## [作業内容]
壇ノ浦の戦いを述べた引用文から、「屋島の戦いに勝利した源義経は軍船840艘を率いて関門海峡の東口、」を含む語句で始まり「正午に始まり16時頃まで行われたことが確認できます。」で終わる部分を、一字一句変えずに書き写すこと。

## [引用文]
平家物語・義経伝説の史跡を巡る
清盛や義経、義仲が歩いた道を辿っています
 



壇ノ浦というのは、関門海峡の下関側の名です。潮の流れが速く、
その変化が激しいことで知られ、早鞆瀬戸(はやとものせと)ともいわれています。

屋島の戦いに勝利した源義経は軍船840艘を率いて関門海峡の東口、
奥津(満珠島・干珠島)まで進みました。これを聞いた平家軍も
軍船500余艘を率いて彦島を出撃し、田ノ浦
(現、北九州市門司区・関門橋の東側)まで船を進め、
奥津の義経軍とは30余町(約3270m)隔てていました。両者はそこで
元暦2年(1185)3月24日午の刻(正午)に戦闘を開始しました。

合戦の開始については『平家物語』には「卯刻(朝七時)に矢合」と
書かれていますが、正しくは義経の報告によって、
九条兼実の日記『玉葉』元暦2年(1185)4月4日条に
「去る3月24日長門壇ノ浦において合戦、午の刻より
申の刻(午後4時)に至る。多数を討取り、生け捕りにした。」とあり、
正午に始まり16時頃まで行われたことが確認できます。

## [データ部分]
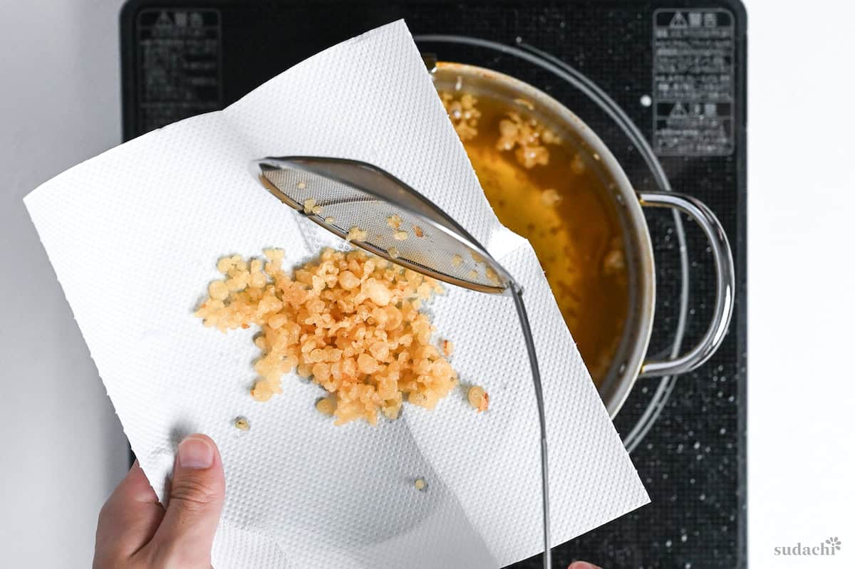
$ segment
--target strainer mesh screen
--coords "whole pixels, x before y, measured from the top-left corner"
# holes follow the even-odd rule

## [回答]
屋島の戦いに勝利した源義経は軍船840艘を率いて関門海峡の東口、
奥津(満珠島・干珠島)まで進みました。これを聞いた平家軍も
軍船500余艘を率いて彦島を出撃し、田ノ浦
(現、北九州市門司区・関門橋の東側)まで船を進め、
奥津の義経軍とは30余町(約3270m)隔てていました。両者はそこで
元暦2年(1185)3月24日午の刻(正午)に戦闘を開始しました。

合戦の開始については『平家物語』には「卯刻(朝七時)に矢合」と
書かれていますが、正しくは義経の報告によって、
九条兼実の日記『玉葉』元暦2年(1185)4月4日条に
「去る3月24日長門壇ノ浦において合戦、午の刻より
申の刻(午後4時)に至る。多数を討取り、生け捕りにした。」とあり、
正午に始まり16時頃まで行われたことが確認できます。